Continue the piece on observability for LLM agents, starting right after its last sentence.

BEGIN PASSAGE FOR REVIEW

Why LLM observability isn't enough for agents
Standard LLM observability — logging each model call with its prompt, completion, token count, latency, and cost — is necessary but not sufficient for agent systems. An agent is not a single model call. It's a sequence of model calls, tool invocations, conditional routing decisions, state transitions, and (in multi-agent systems) inter-agent handoffs. Observing each LLM call in isolation tells you what happened inside each node; it tells you nothing about why the agent followed the path it did, which node transition caused a quality failure, or where a cost spiral originated.
**The new failure modes that agents introduce require new observability primitives.** Tool call failures (model calls a tool with malformed arguments, tool returns an error, agent either retries or halts), agent loops (agent calls the same tool or routes to the same node repeatedly without progress), context overflow (accumulated context exceeds window, causing silent truncation or explicit refusal), and inter-agent handoff errors (subagent receives and misinterprets its task instruction from the orchestrator) — none of these are visible in per-LLM-call logging. You need trace-level visibility into multi-step execution.
The metrics that matter for agents are fundamentally different from the metrics that matter for simple LLM calls. For a single LLM call, you care about latency and token count. **For an agent, you care about steps to completion** (how many tool calls and model calls did it take to finish the task?), **tool call success rate** (what fraction of tool calls succeeded vs failed or returned errors?), **cost per task completion** (total cost for the entire task, not per individual call), and **error rate by node** (which specific nodes in your agent graph fail most often and why?). Platforms that only provide per-call metrics force you to aggregate these task-level metrics yourself.

END PASSAGE FOR REVIEW
BEGIN RECORDS

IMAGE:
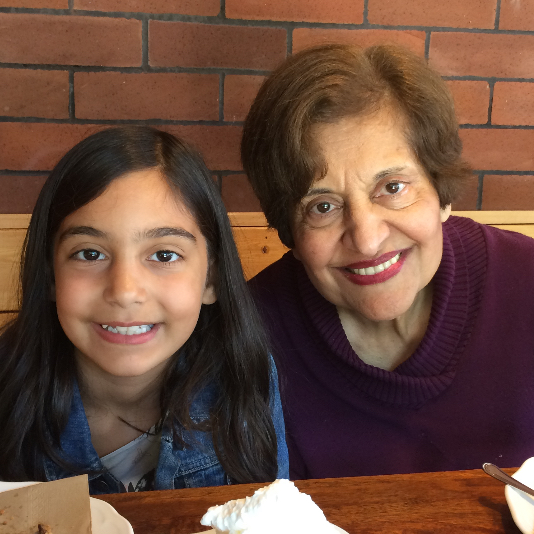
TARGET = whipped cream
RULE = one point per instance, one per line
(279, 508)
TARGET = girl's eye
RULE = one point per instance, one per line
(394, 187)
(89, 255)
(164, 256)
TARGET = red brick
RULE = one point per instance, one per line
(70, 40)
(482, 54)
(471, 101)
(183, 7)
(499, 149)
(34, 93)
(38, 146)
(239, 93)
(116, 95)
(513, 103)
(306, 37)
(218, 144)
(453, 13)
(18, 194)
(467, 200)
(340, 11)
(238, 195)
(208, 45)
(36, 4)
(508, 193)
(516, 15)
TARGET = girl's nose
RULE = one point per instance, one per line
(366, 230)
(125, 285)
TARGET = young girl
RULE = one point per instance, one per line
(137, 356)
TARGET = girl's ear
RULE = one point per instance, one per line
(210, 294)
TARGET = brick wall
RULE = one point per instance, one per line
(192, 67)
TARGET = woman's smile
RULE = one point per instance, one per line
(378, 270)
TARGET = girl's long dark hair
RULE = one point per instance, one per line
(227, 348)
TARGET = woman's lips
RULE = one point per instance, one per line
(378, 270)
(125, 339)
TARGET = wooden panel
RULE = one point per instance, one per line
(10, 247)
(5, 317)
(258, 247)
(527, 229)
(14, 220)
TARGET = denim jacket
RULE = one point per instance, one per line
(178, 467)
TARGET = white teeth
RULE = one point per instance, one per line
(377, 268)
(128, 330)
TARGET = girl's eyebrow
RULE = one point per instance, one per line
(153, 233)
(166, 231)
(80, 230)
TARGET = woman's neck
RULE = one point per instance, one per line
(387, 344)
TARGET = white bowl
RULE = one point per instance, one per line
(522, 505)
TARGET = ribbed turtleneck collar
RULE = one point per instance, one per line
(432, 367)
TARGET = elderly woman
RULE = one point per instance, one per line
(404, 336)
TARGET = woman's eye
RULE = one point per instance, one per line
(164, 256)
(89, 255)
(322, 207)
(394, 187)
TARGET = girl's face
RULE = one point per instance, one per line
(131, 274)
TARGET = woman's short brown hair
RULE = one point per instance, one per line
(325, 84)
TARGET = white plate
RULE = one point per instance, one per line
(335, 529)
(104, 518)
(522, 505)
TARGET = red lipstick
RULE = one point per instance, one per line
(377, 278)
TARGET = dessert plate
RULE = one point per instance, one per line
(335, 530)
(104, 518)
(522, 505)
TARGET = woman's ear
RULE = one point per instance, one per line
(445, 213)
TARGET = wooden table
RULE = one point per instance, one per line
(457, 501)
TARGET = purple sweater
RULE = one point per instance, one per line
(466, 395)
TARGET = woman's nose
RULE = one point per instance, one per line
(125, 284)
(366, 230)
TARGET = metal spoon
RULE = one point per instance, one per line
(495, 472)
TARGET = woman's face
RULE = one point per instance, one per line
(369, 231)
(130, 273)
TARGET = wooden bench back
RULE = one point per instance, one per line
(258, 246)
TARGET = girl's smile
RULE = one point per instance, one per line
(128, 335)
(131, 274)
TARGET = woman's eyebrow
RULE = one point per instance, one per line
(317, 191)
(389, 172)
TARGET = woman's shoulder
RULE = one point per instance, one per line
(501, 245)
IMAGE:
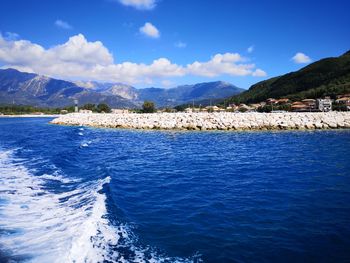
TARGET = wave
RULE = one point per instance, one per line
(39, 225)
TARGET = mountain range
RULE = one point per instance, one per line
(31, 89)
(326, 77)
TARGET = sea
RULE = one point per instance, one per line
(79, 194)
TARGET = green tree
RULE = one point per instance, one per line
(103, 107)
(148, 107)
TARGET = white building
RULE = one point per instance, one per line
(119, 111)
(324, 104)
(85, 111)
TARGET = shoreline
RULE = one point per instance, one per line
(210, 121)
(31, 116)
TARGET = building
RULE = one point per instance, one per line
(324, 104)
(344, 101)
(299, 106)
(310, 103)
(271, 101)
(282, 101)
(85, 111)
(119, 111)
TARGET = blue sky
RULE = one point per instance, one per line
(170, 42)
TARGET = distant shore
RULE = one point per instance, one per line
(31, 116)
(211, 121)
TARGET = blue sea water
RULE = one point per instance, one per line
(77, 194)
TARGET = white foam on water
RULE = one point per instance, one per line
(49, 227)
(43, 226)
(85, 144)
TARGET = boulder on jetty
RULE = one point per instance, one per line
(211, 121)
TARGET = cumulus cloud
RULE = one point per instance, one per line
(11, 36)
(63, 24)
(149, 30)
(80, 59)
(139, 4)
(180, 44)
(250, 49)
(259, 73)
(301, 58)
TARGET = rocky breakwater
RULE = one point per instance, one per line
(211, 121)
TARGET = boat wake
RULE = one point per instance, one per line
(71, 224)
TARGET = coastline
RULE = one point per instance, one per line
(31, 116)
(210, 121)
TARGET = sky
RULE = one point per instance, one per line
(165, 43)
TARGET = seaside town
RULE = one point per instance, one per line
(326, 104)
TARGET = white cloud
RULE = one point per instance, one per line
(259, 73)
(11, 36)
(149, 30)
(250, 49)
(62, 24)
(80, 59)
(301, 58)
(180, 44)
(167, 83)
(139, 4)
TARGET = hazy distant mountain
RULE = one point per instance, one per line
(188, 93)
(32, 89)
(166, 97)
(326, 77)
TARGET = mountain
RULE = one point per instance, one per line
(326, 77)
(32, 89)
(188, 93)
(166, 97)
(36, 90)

END RECORDS
BEGIN RECORDS

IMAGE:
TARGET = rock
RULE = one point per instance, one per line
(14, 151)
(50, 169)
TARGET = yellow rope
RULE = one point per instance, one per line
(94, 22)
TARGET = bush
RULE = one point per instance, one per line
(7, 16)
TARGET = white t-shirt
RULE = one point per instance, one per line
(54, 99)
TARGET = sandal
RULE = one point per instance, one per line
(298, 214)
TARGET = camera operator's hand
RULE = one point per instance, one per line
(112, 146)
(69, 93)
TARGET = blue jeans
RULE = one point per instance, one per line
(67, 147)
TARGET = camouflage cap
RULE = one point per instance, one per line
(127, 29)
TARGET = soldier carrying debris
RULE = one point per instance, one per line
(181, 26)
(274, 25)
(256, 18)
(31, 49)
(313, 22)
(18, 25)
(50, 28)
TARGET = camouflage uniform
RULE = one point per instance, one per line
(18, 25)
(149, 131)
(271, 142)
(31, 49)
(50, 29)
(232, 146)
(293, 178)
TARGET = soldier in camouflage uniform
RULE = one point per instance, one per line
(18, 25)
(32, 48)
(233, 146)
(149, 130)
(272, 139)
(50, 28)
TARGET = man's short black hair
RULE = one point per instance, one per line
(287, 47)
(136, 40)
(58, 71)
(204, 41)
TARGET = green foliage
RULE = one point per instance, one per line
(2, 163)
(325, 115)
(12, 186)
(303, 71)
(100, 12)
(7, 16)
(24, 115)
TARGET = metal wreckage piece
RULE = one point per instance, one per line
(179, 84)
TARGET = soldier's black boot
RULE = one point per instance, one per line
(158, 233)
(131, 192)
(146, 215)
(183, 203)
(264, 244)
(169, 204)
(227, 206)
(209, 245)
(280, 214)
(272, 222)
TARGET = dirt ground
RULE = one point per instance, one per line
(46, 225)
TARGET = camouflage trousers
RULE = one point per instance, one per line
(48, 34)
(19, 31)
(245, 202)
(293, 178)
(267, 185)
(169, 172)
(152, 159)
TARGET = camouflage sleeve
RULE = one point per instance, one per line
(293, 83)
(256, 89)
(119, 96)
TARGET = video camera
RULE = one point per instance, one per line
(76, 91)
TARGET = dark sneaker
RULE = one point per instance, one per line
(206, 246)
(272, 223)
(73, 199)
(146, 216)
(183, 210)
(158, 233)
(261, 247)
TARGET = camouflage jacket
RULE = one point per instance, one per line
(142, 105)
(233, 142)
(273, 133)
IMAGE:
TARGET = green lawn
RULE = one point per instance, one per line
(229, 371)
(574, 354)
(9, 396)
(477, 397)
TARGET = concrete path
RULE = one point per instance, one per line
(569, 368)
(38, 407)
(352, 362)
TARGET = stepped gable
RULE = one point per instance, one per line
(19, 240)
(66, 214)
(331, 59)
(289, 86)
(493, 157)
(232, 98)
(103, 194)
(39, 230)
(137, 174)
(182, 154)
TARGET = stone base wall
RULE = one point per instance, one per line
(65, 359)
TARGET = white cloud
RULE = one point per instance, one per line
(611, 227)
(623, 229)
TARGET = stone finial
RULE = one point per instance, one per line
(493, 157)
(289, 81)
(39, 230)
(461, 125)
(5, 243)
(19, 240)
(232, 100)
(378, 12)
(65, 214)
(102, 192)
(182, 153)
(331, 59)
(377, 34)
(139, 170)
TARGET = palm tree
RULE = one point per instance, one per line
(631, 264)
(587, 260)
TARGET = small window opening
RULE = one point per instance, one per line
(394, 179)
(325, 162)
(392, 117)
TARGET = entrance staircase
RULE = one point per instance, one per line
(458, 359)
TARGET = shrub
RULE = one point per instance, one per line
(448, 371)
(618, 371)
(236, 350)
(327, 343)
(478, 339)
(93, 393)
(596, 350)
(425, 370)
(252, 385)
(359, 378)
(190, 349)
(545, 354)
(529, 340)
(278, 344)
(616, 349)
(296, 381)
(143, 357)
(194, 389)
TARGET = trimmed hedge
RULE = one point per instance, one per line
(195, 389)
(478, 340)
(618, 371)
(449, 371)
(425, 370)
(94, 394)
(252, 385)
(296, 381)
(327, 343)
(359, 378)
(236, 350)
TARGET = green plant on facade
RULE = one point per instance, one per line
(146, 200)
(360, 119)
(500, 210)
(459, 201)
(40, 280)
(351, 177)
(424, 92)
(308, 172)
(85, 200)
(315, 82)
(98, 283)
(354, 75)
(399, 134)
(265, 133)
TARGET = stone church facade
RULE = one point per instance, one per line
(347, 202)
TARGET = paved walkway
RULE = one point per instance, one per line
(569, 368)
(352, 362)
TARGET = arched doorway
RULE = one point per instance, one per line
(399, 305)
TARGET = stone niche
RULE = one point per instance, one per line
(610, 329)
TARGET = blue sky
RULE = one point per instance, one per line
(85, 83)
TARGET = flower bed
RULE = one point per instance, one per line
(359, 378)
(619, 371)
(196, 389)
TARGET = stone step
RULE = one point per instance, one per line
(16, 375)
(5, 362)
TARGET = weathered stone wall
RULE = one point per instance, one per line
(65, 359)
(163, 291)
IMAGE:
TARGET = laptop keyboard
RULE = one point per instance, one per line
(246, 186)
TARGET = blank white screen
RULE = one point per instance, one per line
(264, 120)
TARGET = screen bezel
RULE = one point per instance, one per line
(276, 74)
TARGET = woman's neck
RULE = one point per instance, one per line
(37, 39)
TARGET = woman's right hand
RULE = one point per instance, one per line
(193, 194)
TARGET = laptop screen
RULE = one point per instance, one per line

END RECORDS
BEGIN RECORDS

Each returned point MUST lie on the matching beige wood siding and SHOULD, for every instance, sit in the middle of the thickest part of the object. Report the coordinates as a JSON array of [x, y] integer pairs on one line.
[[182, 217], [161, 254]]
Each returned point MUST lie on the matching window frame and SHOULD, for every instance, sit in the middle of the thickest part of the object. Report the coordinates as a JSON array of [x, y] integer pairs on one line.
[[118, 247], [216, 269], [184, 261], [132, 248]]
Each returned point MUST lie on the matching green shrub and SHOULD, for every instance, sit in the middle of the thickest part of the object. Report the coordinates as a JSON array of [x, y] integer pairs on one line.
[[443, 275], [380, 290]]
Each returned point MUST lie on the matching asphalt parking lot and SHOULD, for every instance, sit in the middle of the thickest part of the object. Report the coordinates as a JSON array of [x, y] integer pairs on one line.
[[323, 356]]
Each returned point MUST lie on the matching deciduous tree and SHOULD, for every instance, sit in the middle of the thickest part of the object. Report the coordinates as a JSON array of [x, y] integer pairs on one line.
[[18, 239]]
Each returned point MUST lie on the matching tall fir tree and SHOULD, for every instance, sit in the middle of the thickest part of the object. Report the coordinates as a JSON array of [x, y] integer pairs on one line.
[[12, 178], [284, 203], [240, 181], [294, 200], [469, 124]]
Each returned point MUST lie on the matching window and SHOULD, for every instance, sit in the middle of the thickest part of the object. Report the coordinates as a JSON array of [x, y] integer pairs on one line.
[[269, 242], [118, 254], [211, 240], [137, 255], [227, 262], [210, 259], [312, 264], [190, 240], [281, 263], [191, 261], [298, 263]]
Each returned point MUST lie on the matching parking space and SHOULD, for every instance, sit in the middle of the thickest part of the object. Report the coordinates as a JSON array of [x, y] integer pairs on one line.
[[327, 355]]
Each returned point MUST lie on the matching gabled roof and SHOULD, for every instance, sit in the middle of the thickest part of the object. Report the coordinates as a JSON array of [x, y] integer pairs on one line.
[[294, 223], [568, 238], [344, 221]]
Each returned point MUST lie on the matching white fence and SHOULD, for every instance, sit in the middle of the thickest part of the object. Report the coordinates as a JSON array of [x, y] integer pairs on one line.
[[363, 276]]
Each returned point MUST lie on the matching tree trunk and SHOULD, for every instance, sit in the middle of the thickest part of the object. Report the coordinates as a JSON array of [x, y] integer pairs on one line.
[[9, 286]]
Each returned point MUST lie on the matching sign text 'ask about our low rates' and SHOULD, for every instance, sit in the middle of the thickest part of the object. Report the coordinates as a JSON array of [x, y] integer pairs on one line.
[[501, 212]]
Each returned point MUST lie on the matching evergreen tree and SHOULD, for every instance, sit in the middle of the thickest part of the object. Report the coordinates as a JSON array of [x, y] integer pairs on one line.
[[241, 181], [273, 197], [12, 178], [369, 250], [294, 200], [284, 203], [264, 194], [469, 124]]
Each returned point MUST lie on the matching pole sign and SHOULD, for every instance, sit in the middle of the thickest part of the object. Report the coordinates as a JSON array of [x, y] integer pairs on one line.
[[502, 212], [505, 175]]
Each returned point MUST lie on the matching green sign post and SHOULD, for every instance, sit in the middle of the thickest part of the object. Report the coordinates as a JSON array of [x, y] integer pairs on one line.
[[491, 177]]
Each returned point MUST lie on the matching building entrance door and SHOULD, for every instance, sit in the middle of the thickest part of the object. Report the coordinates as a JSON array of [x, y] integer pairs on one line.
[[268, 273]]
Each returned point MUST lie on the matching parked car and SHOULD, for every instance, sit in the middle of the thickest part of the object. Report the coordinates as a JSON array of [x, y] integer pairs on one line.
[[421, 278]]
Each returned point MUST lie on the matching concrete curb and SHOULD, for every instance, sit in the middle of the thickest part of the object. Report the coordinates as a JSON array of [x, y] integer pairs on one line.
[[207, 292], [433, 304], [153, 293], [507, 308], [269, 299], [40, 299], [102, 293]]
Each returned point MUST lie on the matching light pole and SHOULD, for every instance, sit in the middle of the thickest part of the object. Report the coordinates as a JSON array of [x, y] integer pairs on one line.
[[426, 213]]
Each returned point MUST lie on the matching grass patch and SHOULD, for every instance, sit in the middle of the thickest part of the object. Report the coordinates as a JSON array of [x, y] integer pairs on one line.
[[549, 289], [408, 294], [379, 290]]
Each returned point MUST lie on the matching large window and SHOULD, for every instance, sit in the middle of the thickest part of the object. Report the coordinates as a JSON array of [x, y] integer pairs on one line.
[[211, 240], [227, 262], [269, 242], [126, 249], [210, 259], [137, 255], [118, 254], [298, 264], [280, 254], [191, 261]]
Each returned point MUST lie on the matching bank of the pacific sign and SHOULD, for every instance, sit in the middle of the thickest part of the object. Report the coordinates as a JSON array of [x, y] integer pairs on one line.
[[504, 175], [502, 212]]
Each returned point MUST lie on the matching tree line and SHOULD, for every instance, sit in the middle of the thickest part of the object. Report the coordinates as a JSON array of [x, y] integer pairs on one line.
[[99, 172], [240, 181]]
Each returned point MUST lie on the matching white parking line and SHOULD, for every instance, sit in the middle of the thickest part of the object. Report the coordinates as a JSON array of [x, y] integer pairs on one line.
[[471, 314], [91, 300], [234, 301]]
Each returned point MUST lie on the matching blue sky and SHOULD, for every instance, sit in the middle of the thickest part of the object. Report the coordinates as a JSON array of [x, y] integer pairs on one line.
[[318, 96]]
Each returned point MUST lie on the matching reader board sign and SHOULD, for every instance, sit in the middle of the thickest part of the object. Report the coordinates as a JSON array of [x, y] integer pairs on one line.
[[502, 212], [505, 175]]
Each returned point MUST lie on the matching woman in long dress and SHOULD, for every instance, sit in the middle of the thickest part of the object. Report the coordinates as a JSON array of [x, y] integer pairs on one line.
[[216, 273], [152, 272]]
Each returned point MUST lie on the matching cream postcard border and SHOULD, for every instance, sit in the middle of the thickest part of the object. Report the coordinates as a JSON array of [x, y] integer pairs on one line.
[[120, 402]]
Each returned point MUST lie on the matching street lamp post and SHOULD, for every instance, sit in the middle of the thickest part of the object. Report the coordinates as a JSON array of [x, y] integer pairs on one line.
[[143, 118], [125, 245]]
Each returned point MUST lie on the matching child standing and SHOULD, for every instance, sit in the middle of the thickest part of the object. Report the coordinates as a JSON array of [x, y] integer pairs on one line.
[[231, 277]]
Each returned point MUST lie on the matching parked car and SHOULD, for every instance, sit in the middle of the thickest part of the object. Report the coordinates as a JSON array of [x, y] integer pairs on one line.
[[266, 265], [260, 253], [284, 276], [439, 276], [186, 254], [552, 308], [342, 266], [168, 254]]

END RECORDS

#### [SOLVED EXERCISE]
The 2026 observability market has largely solved the primitives question: trace (one complete agent run = one user task), spans (individual steps within the trace), and observations (individual LLM calls, tool calls, or other events within a span). The difference between platforms is how well they surface agent-specific insights on top of those primitives — run tree visualization for graph-based agents, replay capability for debugging failed runs, automated quality scoring for flagging regressions, and cost-per-task aggregation for budget management.
One practical consequence of the distinction: when evaluating observability platforms, don't just ask 'can it log my LLM calls?' Ask: 'can it show me the full execution graph of a failed agent run and tell me which node caused the failure?' That question distinguishes the platforms that understand agents from the ones that bolted agent support onto a per-call logging product.
A note on overhead: observability instrumentation itself adds latency and cost. SDK-based platforms (LangSmith, Langfuse, Braintrust) add a background export call on each trace — typically negligible (under 5ms per span). Proxy-based platforms (Helicone, Portkey) route every LLM call through their proxy server — adds 10-50ms of network latency per call and introduces a dependency on their infrastructure availability. For latency-sensitive applications, this distinction matters.